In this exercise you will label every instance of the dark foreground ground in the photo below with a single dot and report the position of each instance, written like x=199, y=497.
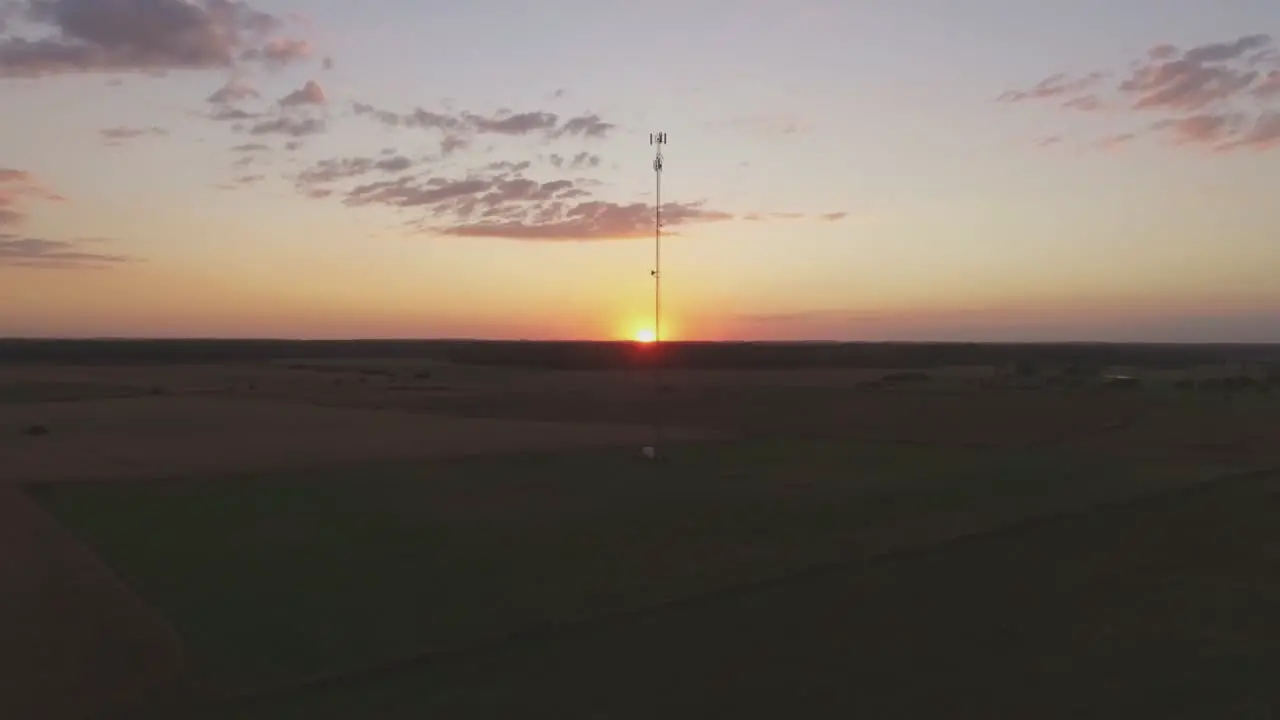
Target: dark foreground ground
x=1159, y=607
x=905, y=531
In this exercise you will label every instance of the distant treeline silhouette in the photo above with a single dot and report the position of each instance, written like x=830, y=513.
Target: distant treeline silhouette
x=626, y=355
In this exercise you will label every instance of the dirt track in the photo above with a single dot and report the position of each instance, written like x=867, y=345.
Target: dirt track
x=144, y=437
x=74, y=642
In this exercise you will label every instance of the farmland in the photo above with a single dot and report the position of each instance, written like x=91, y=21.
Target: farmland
x=362, y=531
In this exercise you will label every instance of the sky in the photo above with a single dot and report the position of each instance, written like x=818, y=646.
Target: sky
x=844, y=169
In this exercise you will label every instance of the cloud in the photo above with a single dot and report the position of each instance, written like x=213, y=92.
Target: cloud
x=1269, y=87
x=538, y=122
x=1054, y=86
x=343, y=168
x=585, y=126
x=53, y=254
x=232, y=114
x=1264, y=135
x=16, y=188
x=280, y=51
x=497, y=201
x=293, y=127
x=115, y=36
x=585, y=160
x=310, y=94
x=593, y=219
x=1211, y=95
x=1202, y=130
x=452, y=144
x=1115, y=141
x=118, y=135
x=1084, y=103
x=234, y=91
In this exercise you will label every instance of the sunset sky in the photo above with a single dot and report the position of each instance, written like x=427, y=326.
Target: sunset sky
x=844, y=169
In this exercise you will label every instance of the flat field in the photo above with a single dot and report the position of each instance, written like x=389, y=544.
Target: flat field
x=385, y=537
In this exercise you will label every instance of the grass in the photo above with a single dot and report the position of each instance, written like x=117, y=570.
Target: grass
x=272, y=579
x=1153, y=609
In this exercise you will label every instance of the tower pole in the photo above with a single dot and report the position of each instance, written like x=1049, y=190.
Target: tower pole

*YOUR TASK*
Present all of the records above as a numbered list, skipping blank lines and leaving the pictures out.

*WRITTEN SOLUTION*
1. In this exercise you will label every instance of the dark foreground ground in the photo below with a single dot and report the position of each instance, written like x=199, y=497.
2. Target: dark foreground ground
3. x=1159, y=607
4. x=905, y=531
5. In this exercise you will label every instance of the distant treeline silhouette in the photo above with a single dot and report the position of each instance, written like x=830, y=513.
6. Target: distant treeline silhouette
7. x=626, y=355
8. In this exercise you will label every instance of the dirt track in the photo above with a single dot and report the position of each instance, written like x=867, y=345.
9. Target: dirt track
10. x=144, y=437
11. x=74, y=642
12. In this exercise you will label every instance of the farmland in the photo above with a single dot and report the position of each instance, written like x=91, y=21.
13. Target: farmland
14. x=362, y=531
15. In this exercise you will label every instance of the sky in the photo above with a single dot and report the position of each instance, written like x=818, y=646.
16. Target: sky
17. x=844, y=169
18. In this exercise you will label every instance of the cloud in the photo above with a single dot and report the position of each instance, written like x=213, y=92.
19. Target: cloud
20. x=1269, y=87
21. x=538, y=122
22. x=1054, y=86
23. x=343, y=168
24. x=585, y=126
25. x=53, y=254
26. x=232, y=114
27. x=1264, y=135
28. x=16, y=188
29. x=280, y=51
30. x=497, y=201
31. x=293, y=127
32. x=115, y=36
33. x=585, y=160
34. x=310, y=94
35. x=593, y=219
36. x=1211, y=95
37. x=1202, y=130
38. x=452, y=144
39. x=1115, y=141
40. x=118, y=135
41. x=1084, y=103
42. x=234, y=91
43. In this exercise you will label every instance of the sunset sky in the photo above with a single dot and report the position of each instance, written like x=427, y=326.
44. Target: sunset sky
45. x=844, y=169
46. In this exercise you will label every instance of the flat field in the photo above with a single dot and report the position of each instance, written like x=389, y=544.
47. Target: flat field
48. x=385, y=537
49. In this exercise you will label every instance of the grass in the photo above with a single dot and report the position of each instance, written like x=117, y=570.
50. Target: grass
51. x=272, y=579
52. x=1153, y=609
53. In this exercise you will label every instance of the tower pole in the photo above with a single dot and report the position of each instance, written like x=1049, y=190.
54. Target: tower pole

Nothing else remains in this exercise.